アンジェ Angersの食とガストロノミー、青いチョコレートとグリン

アンジェの城 chateau d'Angers
アンジェ城はアンジェのシンボル。

フランス西部の都市、アンジェ Angersの食・ガストロノミーをご紹介します。メーヌ・エ・ロワール県 Maine-et-Loireの県庁所在地で、アンジェ市の人口約15万人。周辺人口を含めると約45万人の都市。この街は、2023年に続き2024年も「フランスで住みたい街」ナンバー1に輝きました。かつてはアンジェ公国の首都として繁栄、華やかな宮廷文化が花開いた場所です。

交通
パリからTGVで片道約1時間半。日帰りも可能な街となりました。Angers St Laud駅から旧市街まで徒歩圏内。
車の場合、パリから片道約3時間です。

アンジェは、フランス最長のロワール河と、メーヌ川の合流点にあります。このエリアは、古くから農業・園芸で知られており、現在でも県の総面積の3分の2が農業部門。食文化のエリアとしては、ロワール地方に入りますが、ブルターニュ地方のイル エ ヴィレーヌ県 Ille-et-Vilaineと接するため、ブルターニュ地方の食文化の影響を受けています。

Angersアンジェ市を中心としたかつての州をAnjouアンジュといいます。このアンジュ州は現在のメーヌ=エ=ロワール県Maine-et-Loireとほぼ一致します。

青いチョコレート ケルノン・ダルドワーズ Quernon d’Ardoise

アンジェを代表するヌガティン, 青いチョコレート ルケルノンアルドワーズ Le Quernon d'Ardoise

ケルノン ダルドワーズ Le Quernon d’Ardoiseは、フランス西部、アンジェ Angersでつくられる青いチョコレート色の菓子。キャラメリゼしたアーモンドとヘーゼルナッツのヌガティンを、青く着色したホワイトチョコレートで包み込んでいます。この菓子は、アンジェ近郊で産出する平たい青いスレートの屋根材をイメージした色と形で、約3㎝四方の正方形。1960年代に考案されたこの菓子は、現在アンジェを代表する特産物となっています。

このお菓子を語るには、この地の特産物、屋根材に使われる平たく薄い青いスレート(粘板岩)を説明する必要があります。アンジェ周辺は、フランス最高品質の屋根材の産地として古くから知られており、ヴェルサイユ宮殿の屋根にも数多く使用されています。2014年良質の鉱床が枯渇し、閉山するまで、6世紀以上もアンジュの重要な産業となっていました。当然、アンジュの建物の屋根はこの屋根材で青くなり、この地方のイメージカラーとなっています。
——
> **指示 A**
本文によると、パリからアンジェまではTGVで片道どのくらいかかりますか。
> **指示 B**
本文の「青いチョコレート ケルノン・ダルドワーズ Quernon」を含む箇所から書き始め、「メージカラーとなっています。」まで書いたところで終えなさい。その際、「ホワイトチョコレート」を「ミルクチョコレート」に置き換えること。

> **データ抜粋**
——
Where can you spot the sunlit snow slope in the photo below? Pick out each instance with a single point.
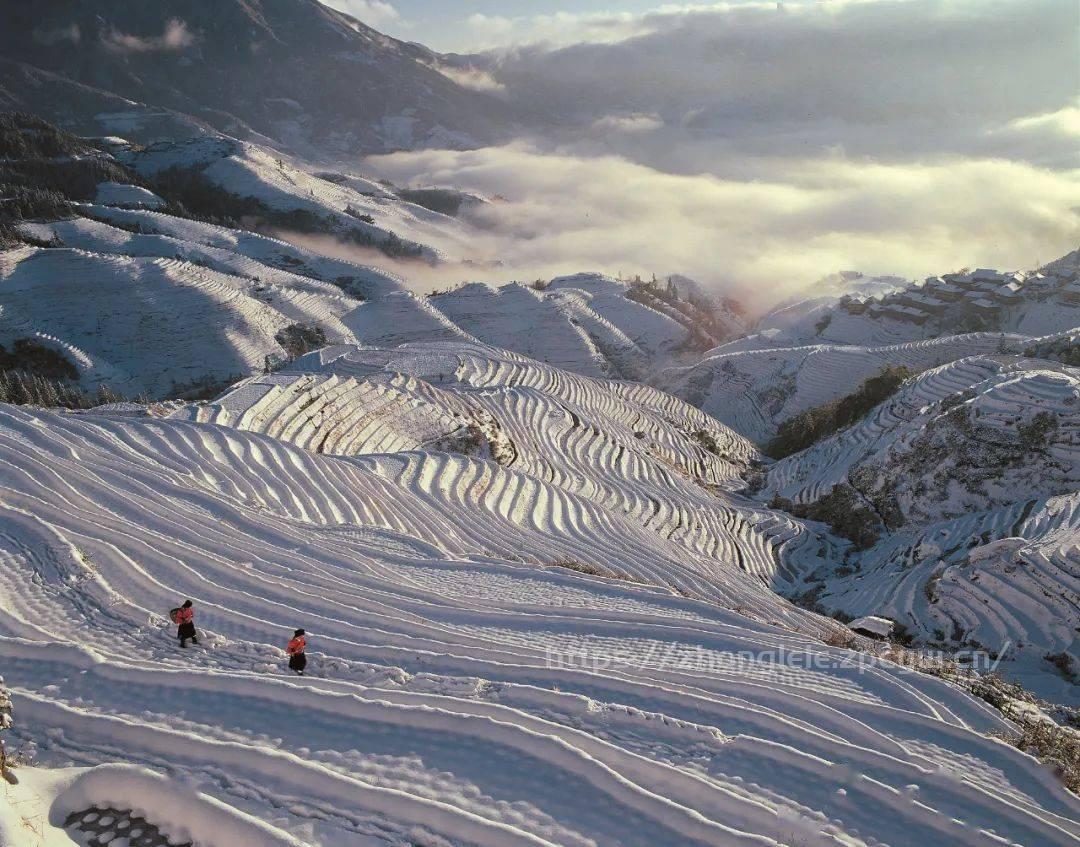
——
> **正答 A**
片道約1時間半です。

> **正答 B**
青いチョコレート ケルノン・ダルドワーズ Quernon d’Ardoise

アンジェを代表するヌガティン, 青いチョコレート ルケルノンアルドワーズ Le Quernon d'Ardoise

ケルノン ダルドワーズ Le Quernon d’Ardoiseは、フランス西部、アンジェ Angersでつくられる青いチョコレート色の菓子。キャラメリゼしたアーモンドとヘーゼルナッツのヌガティンを、青く着色したミルクチョコレートで包み込んでいます。この菓子は、アンジェ近郊で産出する平たい青いスレートの屋根材をイメージした色と形で、約3㎝四方の正方形。1960年代に考案されたこの菓子は、現在アンジェを代表する特産物となっています。

このお菓子を語るには、この地の特産物、屋根材に使われる平たく薄い青いスレート(粘板岩)を説明する必要があります。アンジェ周辺は、フランス最高品質の屋根材の産地として古くから知られており、ヴェルサイユ宮殿の屋根にも数多く使用されています。2014年良質の鉱床が枯渇し、閉山するまで、6世紀以上もアンジュの重要な産業となっていました。当然、アンジュの建物の屋根はこの屋根材で青くなり、この地方のイメージカラーとなっています。